Условия заданий
1: Перепишите без изменений весь отрывок о грехе и покаянии.
2: Выпишите из листинга все строки, в которых встречается слово «building».

Отрывок
+++
И вот уже всё, что считалось ненормальным, официально объявляется нормальным, всё, что называлось грехом, называют свободой. Пересмотрели прежние установки, переставили акценты, сделали привычным и даже главным доселе постыдное: жадность, гордыню, тщеславие, зависть, прелюбодеяние. Современный человек сказал себе: «Хватит мне переживать, хватит чувствовать себя виноватым, хочу избавиться от морального дискомфорта, не хочу раскаяния, хочу самооправдания! Хочу делать всё, что хочу, хочу такое общество, которое всегда будет на моей стороне, что бы я ни совершил». Поразительно, как эту тенденцию уловил Иоанн Златоуст более полутора тысяч лет назад: «За грехом следует стыд, спутником покаяния является свобода. Но сатана извратил порядок и соединил свободу с грехом, а стыд — с покаянием» (Слово тридцать пятое. «О покаянии»).
+++
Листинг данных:
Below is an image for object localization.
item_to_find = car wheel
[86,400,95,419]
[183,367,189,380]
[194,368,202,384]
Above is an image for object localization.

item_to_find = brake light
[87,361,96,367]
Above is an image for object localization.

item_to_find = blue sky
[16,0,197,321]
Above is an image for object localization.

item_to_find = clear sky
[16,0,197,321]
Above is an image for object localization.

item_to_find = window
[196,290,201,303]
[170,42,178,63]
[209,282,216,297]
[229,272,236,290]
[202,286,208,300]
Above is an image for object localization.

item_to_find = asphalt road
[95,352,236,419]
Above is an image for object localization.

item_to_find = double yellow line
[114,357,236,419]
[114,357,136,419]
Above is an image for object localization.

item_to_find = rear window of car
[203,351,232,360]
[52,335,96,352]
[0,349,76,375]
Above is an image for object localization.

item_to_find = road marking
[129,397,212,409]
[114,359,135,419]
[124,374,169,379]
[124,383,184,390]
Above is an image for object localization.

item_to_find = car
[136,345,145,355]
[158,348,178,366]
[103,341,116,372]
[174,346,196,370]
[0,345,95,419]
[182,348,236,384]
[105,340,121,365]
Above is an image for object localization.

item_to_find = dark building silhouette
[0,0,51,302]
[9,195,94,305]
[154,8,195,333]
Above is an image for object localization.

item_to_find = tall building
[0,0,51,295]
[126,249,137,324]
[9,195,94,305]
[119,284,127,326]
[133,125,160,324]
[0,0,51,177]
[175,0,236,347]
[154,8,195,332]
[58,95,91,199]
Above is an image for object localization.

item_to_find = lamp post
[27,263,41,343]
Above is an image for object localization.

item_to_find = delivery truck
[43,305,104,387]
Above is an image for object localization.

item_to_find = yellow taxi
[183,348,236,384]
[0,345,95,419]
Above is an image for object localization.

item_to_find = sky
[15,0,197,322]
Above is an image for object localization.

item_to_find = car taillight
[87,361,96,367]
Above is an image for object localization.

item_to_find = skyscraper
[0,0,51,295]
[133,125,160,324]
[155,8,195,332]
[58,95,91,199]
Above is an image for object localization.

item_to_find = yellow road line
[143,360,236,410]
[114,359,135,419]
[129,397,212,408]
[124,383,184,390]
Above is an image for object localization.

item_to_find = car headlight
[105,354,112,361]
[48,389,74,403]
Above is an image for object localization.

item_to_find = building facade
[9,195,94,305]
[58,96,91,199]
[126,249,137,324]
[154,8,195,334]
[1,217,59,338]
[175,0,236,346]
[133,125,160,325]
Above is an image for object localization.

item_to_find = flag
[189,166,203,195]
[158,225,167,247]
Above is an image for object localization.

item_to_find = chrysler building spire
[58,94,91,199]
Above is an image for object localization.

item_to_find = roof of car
+++
Решения заданий
1:
И вот уже всё, что считалось ненормальным, официально объявляется нормальным, всё, что называлось грехом, называют свободой. Пересмотрели прежние установки, переставили акценты, сделали привычным и даже главным доселе постыдное: жадность, гордыню, тщеславие, зависть, прелюбодеяние. Современный человек сказал себе: «Хватит мне переживать, хватит чувствовать себя виноватым, хочу избавиться от морального дискомфорта, не хочу раскаяния, хочу самооправдания! Хочу делать всё, что хочу, хочу такое общество, которое всегда будет на моей стороне, что бы я ни совершил». Поразительно, как эту тенденцию уловил Иоанн Златоуст более полутора тысяч лет назад: «За грехом следует стыд, спутником покаяния является свобода. Но сатана извратил порядок и соединил свободу с грехом, а стыд — с покаянием» (Слово тридцать пятое. «О покаянии»).

2:
item_to_find = dark building silhouette
item_to_find = tall building
item_to_find = building facade
item_to_find = chrysler building spire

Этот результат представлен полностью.